◆ **WORK ITEM**:
Only the opening lines of the listing, through the one with "[(1, 201), (270, 265), (186, 316), (37, 26)]", are to be retyped, each exactly as it stands.

◆ **DATA SUPPLIED**:
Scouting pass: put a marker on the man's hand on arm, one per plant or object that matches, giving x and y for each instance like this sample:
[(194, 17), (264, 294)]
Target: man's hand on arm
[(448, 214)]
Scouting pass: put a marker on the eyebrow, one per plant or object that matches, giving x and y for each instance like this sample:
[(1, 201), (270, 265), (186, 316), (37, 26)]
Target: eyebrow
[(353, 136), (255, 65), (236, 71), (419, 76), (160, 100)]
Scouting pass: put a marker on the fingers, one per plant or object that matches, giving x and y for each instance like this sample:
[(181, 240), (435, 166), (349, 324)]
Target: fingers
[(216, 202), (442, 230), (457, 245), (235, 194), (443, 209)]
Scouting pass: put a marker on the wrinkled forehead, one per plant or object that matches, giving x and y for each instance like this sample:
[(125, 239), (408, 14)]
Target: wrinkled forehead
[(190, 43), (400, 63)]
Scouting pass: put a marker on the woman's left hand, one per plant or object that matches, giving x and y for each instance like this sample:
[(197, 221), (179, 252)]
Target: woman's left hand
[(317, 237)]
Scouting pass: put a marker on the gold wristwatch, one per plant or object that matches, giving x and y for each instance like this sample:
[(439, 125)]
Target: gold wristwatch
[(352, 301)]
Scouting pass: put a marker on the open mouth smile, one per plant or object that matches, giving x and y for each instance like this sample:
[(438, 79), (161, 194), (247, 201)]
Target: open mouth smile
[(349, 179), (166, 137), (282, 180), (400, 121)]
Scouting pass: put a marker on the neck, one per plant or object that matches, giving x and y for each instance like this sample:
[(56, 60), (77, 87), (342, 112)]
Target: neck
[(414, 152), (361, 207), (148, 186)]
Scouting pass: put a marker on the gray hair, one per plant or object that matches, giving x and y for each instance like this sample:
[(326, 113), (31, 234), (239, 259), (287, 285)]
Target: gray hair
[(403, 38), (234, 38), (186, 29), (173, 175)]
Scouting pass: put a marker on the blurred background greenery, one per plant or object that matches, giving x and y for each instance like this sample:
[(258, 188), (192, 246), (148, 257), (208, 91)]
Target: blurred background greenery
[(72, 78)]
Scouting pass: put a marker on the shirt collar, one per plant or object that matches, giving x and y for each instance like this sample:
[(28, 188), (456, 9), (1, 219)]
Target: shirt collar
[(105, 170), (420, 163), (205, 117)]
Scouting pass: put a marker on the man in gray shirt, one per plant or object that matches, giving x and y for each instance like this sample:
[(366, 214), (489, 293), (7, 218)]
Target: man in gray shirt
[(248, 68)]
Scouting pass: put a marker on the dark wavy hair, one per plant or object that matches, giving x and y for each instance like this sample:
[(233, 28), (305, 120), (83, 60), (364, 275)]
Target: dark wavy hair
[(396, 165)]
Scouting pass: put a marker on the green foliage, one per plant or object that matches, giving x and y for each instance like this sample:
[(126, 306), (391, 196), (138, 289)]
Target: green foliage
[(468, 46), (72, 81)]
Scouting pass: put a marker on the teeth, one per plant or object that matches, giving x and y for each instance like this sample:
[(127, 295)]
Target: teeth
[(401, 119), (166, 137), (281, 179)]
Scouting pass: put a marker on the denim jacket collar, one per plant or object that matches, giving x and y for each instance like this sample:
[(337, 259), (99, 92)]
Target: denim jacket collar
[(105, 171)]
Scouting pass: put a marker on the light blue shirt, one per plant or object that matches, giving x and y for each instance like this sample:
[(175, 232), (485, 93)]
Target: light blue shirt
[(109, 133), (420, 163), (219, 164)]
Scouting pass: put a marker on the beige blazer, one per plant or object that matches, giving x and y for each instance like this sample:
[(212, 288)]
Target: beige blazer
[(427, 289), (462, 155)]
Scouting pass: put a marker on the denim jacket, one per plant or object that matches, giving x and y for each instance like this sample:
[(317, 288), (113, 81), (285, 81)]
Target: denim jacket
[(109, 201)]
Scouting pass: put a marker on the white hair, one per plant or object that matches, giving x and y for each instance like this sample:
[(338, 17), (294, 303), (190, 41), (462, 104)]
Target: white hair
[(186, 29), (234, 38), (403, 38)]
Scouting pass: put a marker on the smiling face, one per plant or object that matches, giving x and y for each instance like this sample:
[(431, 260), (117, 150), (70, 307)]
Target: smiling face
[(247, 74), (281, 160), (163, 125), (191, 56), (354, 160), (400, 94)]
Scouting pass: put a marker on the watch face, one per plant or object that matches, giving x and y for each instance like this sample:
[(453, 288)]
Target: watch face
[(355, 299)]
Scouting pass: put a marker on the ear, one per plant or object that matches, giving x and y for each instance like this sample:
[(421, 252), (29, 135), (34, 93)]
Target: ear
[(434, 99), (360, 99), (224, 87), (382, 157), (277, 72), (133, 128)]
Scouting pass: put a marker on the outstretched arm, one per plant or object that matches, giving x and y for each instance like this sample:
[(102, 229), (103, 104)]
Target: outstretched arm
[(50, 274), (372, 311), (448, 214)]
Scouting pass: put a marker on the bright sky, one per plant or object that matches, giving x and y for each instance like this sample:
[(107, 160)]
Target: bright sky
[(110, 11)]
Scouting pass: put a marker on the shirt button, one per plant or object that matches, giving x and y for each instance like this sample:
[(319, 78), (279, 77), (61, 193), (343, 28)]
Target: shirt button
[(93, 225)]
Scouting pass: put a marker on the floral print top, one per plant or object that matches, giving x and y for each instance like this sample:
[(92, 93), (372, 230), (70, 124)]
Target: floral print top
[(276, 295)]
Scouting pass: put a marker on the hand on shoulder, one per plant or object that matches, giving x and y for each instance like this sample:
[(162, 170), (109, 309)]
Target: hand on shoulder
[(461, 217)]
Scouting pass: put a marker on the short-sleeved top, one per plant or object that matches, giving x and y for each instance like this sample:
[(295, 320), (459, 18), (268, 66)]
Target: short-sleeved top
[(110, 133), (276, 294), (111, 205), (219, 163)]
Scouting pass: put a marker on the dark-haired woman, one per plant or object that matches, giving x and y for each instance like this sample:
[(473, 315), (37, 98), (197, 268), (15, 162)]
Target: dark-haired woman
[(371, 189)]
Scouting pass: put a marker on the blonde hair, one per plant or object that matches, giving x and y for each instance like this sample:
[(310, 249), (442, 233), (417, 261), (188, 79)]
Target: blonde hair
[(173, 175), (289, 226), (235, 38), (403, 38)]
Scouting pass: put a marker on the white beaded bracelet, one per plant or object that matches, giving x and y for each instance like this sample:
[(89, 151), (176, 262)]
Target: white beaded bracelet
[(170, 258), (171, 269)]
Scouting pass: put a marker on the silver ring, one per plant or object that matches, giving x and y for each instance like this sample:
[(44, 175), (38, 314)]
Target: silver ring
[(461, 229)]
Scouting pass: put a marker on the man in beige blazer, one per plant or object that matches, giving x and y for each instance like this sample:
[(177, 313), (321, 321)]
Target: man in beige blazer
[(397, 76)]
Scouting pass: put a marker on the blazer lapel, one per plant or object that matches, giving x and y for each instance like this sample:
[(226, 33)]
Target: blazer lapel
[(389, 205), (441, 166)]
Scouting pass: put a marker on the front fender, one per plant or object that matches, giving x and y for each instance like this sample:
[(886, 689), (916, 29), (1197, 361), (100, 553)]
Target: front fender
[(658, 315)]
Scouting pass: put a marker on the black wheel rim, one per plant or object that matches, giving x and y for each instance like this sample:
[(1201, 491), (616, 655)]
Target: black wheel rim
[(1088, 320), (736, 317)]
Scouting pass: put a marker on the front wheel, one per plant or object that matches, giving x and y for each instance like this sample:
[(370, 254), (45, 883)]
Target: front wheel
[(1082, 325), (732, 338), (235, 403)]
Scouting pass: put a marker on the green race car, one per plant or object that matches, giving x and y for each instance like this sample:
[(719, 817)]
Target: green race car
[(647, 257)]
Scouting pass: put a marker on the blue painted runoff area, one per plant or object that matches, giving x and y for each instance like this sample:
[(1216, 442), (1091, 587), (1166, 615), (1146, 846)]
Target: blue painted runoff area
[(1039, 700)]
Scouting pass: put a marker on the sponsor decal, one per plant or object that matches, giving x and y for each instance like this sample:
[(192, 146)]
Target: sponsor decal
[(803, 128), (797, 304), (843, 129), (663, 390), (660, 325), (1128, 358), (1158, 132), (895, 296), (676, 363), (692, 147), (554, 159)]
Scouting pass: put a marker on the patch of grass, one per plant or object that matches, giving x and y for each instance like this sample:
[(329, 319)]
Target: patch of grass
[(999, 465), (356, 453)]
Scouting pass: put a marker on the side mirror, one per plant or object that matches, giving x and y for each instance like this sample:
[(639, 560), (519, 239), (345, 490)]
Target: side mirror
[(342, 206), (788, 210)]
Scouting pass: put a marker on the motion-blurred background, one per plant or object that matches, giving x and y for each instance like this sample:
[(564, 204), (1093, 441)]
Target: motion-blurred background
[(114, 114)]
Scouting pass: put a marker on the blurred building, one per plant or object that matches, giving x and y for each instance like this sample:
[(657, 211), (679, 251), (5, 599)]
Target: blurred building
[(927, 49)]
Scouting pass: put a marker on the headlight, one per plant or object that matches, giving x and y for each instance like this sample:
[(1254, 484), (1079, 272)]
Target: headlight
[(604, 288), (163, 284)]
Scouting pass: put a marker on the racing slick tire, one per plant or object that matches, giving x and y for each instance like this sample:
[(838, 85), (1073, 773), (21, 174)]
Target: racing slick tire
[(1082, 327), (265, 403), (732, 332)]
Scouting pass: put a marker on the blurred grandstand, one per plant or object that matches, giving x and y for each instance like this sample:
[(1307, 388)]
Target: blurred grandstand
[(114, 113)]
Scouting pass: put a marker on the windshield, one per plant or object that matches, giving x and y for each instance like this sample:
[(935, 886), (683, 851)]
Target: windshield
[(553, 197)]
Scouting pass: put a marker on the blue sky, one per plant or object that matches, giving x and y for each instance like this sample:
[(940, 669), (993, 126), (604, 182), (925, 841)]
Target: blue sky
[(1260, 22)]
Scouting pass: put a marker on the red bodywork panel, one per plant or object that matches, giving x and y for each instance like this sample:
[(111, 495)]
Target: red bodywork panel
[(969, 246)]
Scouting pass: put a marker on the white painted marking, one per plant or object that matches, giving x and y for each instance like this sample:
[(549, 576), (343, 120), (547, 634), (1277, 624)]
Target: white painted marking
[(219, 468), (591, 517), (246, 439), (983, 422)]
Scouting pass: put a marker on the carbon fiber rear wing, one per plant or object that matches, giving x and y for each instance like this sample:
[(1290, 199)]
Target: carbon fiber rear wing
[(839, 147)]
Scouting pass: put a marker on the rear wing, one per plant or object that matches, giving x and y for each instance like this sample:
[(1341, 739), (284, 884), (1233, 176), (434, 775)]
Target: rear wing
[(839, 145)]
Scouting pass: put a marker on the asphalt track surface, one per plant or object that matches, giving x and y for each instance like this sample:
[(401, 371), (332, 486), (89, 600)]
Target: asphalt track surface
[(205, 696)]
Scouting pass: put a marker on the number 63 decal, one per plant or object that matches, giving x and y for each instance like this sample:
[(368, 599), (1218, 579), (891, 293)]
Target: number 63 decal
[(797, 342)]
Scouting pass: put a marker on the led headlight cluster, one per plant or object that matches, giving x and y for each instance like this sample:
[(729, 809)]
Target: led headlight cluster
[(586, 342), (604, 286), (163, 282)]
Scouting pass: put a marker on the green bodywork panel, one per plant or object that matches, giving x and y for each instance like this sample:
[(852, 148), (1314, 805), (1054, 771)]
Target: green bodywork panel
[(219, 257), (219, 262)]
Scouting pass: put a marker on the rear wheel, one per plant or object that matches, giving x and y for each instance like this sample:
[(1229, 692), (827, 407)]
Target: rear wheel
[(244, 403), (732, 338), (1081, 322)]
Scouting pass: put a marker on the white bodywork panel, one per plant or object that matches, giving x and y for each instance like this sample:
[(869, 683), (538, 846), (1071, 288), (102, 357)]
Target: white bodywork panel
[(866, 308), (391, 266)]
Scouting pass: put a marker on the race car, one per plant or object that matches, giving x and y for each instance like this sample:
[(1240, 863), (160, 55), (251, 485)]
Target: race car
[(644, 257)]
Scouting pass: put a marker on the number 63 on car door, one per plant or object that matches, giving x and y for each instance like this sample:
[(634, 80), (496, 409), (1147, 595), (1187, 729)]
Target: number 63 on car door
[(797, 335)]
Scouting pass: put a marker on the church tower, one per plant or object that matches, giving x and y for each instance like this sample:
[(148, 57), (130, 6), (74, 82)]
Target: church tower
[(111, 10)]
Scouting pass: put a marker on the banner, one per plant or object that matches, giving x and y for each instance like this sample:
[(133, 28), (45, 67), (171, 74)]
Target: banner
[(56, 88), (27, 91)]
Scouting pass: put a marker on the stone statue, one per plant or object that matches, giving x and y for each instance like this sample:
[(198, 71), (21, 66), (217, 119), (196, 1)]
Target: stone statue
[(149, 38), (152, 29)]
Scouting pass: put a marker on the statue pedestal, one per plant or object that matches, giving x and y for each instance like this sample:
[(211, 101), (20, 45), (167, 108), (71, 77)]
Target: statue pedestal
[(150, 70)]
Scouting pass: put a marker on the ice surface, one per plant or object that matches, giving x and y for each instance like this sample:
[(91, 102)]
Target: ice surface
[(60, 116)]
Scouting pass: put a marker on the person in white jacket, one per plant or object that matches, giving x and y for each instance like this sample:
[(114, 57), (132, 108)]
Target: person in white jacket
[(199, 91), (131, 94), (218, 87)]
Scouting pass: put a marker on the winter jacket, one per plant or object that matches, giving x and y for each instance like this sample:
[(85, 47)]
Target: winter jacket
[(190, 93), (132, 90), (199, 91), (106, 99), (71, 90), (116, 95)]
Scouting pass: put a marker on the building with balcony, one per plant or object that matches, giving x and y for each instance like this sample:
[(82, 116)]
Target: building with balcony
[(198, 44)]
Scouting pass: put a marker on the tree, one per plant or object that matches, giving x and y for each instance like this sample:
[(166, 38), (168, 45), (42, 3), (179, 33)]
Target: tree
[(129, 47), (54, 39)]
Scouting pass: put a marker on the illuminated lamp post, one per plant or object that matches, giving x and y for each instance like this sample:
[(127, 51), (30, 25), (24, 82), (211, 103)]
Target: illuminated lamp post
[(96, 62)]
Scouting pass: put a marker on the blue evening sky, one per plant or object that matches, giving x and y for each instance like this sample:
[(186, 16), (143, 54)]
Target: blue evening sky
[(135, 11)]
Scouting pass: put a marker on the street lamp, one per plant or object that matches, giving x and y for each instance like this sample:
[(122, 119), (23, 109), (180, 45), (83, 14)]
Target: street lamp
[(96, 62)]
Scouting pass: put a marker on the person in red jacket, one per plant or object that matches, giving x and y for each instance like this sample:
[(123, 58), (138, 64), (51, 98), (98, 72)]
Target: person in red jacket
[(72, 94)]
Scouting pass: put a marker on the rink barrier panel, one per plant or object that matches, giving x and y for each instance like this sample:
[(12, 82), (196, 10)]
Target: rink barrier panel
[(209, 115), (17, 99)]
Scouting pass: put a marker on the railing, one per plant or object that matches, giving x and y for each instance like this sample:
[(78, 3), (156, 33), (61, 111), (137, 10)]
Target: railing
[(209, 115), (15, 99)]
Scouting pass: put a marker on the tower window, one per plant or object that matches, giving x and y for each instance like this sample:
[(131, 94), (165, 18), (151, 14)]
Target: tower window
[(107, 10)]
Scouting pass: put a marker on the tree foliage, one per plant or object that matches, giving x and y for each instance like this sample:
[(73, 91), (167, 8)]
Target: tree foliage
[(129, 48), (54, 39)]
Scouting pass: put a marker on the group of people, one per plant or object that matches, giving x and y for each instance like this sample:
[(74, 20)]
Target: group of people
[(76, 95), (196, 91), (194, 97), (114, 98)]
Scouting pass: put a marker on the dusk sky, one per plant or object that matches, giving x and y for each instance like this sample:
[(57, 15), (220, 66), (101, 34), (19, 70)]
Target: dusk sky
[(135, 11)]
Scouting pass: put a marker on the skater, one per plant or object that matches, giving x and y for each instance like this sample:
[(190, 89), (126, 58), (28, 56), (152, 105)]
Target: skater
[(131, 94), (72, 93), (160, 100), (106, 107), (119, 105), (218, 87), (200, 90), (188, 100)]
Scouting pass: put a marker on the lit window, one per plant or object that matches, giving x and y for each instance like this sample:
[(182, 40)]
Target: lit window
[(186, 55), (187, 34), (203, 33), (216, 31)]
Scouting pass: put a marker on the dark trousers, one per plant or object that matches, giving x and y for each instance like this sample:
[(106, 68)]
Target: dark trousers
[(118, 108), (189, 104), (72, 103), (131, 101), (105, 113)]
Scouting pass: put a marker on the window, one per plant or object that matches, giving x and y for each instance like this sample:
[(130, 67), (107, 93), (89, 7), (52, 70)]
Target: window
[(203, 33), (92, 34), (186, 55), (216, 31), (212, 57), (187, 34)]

◆ **WRITTEN SOLUTION**:
Scouting pass: put a marker on the man's hand on arm, one per plant or object that matches, giving x and y for each instance like this sample:
[(194, 17), (264, 294)]
Target: man's hand on arm
[(448, 214)]
Scouting pass: put a marker on the eyebrow, one per plant or object that matches, giving x and y for each instance like this sample:
[(1, 201), (270, 265), (186, 316), (37, 26)]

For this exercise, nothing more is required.